#### [Your instructions]
Set down the material exactly. Keep every line.

#### [Data for the task]
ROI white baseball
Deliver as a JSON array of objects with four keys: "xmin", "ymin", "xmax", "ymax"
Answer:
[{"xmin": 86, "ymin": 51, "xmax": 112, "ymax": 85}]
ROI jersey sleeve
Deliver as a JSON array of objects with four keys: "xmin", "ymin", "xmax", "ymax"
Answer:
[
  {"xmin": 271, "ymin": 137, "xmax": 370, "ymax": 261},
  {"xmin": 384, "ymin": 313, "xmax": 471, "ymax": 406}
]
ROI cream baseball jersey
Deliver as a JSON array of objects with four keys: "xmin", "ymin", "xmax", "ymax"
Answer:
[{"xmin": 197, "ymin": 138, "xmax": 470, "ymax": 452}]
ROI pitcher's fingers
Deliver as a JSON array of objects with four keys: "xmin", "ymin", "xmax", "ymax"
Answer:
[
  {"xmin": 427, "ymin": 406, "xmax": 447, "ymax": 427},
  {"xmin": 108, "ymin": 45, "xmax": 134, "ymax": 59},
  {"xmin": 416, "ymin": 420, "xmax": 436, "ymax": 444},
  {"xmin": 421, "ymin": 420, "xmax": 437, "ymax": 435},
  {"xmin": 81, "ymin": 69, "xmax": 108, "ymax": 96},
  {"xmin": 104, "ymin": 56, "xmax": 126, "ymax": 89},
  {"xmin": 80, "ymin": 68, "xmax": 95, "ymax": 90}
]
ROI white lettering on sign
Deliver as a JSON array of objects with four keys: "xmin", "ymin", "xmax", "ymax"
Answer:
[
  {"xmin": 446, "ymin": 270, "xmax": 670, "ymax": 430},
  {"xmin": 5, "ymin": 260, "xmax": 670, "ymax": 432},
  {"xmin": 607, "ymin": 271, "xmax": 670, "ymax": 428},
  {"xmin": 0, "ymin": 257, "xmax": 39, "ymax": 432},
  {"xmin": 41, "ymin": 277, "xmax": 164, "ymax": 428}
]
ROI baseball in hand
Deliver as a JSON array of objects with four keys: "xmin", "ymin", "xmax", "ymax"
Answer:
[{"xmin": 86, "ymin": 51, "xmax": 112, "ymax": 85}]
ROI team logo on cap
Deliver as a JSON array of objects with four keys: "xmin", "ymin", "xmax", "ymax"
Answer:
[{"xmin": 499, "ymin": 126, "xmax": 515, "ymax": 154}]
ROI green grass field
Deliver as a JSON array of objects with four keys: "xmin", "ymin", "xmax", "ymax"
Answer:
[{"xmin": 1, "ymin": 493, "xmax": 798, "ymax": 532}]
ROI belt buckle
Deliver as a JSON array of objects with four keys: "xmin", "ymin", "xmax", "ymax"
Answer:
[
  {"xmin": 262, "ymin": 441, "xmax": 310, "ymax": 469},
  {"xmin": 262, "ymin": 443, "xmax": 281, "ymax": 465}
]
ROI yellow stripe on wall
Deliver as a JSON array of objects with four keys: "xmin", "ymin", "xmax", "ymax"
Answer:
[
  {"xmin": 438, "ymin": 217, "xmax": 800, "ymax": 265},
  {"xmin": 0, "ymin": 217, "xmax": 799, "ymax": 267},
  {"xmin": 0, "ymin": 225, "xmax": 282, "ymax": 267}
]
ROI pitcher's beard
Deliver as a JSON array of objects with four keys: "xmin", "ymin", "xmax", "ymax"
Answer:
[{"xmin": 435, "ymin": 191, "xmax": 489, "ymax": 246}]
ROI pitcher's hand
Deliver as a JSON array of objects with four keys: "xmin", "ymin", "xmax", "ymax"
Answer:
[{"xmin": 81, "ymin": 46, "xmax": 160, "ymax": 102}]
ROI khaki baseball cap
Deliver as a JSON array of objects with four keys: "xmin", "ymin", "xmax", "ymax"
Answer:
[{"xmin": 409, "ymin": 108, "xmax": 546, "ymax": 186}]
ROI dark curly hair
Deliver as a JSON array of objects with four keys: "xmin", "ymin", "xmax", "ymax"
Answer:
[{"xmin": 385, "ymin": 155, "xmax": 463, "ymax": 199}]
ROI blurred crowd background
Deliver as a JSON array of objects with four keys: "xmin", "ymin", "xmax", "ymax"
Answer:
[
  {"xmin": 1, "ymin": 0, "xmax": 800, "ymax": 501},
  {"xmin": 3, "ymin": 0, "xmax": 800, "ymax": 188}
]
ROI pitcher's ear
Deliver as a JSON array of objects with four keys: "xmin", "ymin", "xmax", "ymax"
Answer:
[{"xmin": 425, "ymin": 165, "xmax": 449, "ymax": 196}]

#### [Solved problem]
ROI white baseball
Deliver as a JSON array of objects with four keys: "xmin", "ymin", "xmax", "ymax"
Answer:
[{"xmin": 86, "ymin": 51, "xmax": 112, "ymax": 85}]
ROI jersey sleeve
Deliver as a JSON array of objects with four keys: "xmin", "ymin", "xmax", "ymax"
Answer:
[
  {"xmin": 271, "ymin": 137, "xmax": 370, "ymax": 261},
  {"xmin": 384, "ymin": 313, "xmax": 471, "ymax": 406}
]
ROI cream baseball jersey
Deliver as a JSON array of objects with four keys: "xmin", "ymin", "xmax", "ymax"
Answer:
[{"xmin": 197, "ymin": 138, "xmax": 470, "ymax": 452}]
ROI pitcher's fingers
Deliver as a JSON array of objects with four keys: "xmin", "ymin", "xmax", "ymax"
Answer:
[
  {"xmin": 427, "ymin": 406, "xmax": 447, "ymax": 427},
  {"xmin": 108, "ymin": 45, "xmax": 134, "ymax": 59},
  {"xmin": 416, "ymin": 420, "xmax": 436, "ymax": 444},
  {"xmin": 421, "ymin": 420, "xmax": 437, "ymax": 435},
  {"xmin": 81, "ymin": 69, "xmax": 108, "ymax": 96},
  {"xmin": 104, "ymin": 56, "xmax": 126, "ymax": 89},
  {"xmin": 80, "ymin": 68, "xmax": 95, "ymax": 90}
]
ROI white lettering on sign
Deliver as a JSON array of objects with four keys: "xmin", "ymin", "xmax", "ymax"
Answer:
[
  {"xmin": 446, "ymin": 270, "xmax": 670, "ymax": 430},
  {"xmin": 5, "ymin": 260, "xmax": 670, "ymax": 432},
  {"xmin": 607, "ymin": 271, "xmax": 670, "ymax": 428},
  {"xmin": 0, "ymin": 257, "xmax": 39, "ymax": 432},
  {"xmin": 41, "ymin": 277, "xmax": 164, "ymax": 428}
]
ROI baseball in hand
Deliver as a JSON array of objects with four keys: "xmin", "ymin", "xmax", "ymax"
Answer:
[{"xmin": 86, "ymin": 51, "xmax": 112, "ymax": 85}]
ROI team logo on cap
Deliver as a JSON array of objects with four keys: "xmin", "ymin", "xmax", "ymax"
Answer:
[{"xmin": 499, "ymin": 126, "xmax": 515, "ymax": 154}]
ROI green grass field
Deliver as a JSON array of objects with four keys: "xmin", "ymin", "xmax", "ymax"
Answer:
[{"xmin": 1, "ymin": 493, "xmax": 798, "ymax": 532}]
ROI belt buckle
Deliver as a JSON array of objects with four keys: "xmin", "ymin", "xmax", "ymax"
Answer:
[
  {"xmin": 262, "ymin": 441, "xmax": 310, "ymax": 469},
  {"xmin": 262, "ymin": 443, "xmax": 281, "ymax": 465}
]
ROI yellow stripe on wall
Deliver as a JSON array of objects with four keys: "xmin", "ymin", "xmax", "ymax"
Answer:
[
  {"xmin": 438, "ymin": 217, "xmax": 800, "ymax": 265},
  {"xmin": 0, "ymin": 217, "xmax": 799, "ymax": 267},
  {"xmin": 0, "ymin": 225, "xmax": 282, "ymax": 267}
]
ROI pitcher's beard
Deliver as a JSON array of objects with four keys: "xmin", "ymin", "xmax", "ymax"
Answer:
[{"xmin": 435, "ymin": 191, "xmax": 489, "ymax": 246}]
ROI pitcher's hand
Deliver as a JSON array of objects with four keys: "xmin", "ymin", "xmax", "ymax"
Answer:
[{"xmin": 81, "ymin": 46, "xmax": 160, "ymax": 102}]
ROI khaki baseball cap
Deliver as a JSON array of objects with four keys: "xmin", "ymin", "xmax", "ymax"
Answer:
[{"xmin": 409, "ymin": 108, "xmax": 546, "ymax": 186}]
ROI dark curly hair
Deliver as a JSON array of objects with four keys: "xmin", "ymin", "xmax", "ymax"
Answer:
[{"xmin": 385, "ymin": 155, "xmax": 463, "ymax": 199}]
ROI blurred crowd background
Deliver as a JSON array of objects with four keys: "xmin", "ymin", "xmax", "ymax"
Answer:
[
  {"xmin": 1, "ymin": 0, "xmax": 800, "ymax": 501},
  {"xmin": 3, "ymin": 0, "xmax": 800, "ymax": 188}
]
ROI pitcher's ear
Deliver as a JSON array of objects with four keys: "xmin", "ymin", "xmax", "ymax"
Answer:
[{"xmin": 425, "ymin": 165, "xmax": 449, "ymax": 196}]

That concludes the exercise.